WORK ORDER
Transcribe verbatim the part of the data that opens with its first line and closes with the line containing "box: [800, 487, 1200, 810]", both included.
◇ ◇ ◇
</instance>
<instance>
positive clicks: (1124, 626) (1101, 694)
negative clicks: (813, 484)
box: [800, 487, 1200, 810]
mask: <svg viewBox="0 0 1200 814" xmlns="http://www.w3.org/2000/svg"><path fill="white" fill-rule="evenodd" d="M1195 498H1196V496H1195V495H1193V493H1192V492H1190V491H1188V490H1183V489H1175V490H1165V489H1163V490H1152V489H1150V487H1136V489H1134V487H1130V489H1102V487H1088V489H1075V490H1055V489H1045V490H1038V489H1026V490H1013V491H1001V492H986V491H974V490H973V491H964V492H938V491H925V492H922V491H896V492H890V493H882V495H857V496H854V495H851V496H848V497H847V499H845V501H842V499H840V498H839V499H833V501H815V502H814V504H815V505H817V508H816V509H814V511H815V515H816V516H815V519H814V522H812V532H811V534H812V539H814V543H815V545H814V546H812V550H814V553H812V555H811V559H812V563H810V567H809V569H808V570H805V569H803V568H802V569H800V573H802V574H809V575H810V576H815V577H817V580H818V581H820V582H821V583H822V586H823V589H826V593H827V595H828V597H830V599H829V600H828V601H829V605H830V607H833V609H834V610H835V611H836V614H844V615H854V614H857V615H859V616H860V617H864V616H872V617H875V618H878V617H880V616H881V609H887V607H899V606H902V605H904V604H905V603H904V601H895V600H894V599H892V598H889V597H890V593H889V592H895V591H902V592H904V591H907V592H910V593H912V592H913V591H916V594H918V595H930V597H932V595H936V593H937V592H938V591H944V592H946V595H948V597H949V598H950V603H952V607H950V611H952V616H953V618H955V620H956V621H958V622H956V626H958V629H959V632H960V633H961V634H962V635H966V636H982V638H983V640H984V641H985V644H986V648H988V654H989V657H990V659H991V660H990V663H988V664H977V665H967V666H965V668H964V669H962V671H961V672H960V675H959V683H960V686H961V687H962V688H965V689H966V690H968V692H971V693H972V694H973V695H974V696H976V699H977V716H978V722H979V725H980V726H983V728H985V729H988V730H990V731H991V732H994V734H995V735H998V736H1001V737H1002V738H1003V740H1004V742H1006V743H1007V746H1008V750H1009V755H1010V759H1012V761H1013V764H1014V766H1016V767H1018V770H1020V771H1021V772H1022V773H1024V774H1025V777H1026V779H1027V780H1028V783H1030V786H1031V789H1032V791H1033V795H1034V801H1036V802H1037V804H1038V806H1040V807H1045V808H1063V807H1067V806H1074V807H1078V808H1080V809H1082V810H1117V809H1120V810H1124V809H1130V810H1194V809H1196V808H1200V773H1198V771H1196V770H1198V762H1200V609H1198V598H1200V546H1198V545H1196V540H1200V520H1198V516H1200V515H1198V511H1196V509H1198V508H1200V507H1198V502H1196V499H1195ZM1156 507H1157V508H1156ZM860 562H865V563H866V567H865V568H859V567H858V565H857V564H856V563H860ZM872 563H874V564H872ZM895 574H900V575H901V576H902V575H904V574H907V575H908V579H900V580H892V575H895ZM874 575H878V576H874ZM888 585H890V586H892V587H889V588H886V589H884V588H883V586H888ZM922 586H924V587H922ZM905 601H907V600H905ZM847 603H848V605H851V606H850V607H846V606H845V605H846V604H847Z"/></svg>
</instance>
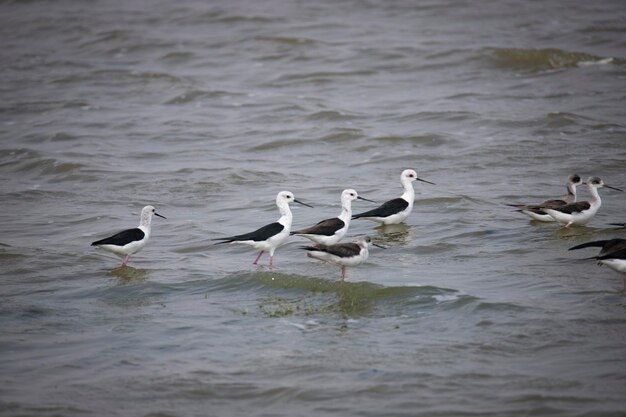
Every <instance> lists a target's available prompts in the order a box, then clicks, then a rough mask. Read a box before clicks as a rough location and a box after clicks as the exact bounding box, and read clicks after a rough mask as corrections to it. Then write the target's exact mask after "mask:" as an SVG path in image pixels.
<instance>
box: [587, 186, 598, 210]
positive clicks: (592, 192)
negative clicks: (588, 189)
◇ ◇ ◇
RESPONSE TO THE TASK
</instance>
<instance>
positive clicks: (1124, 626) (1101, 694)
negative clicks: (813, 484)
box: [800, 487, 1200, 810]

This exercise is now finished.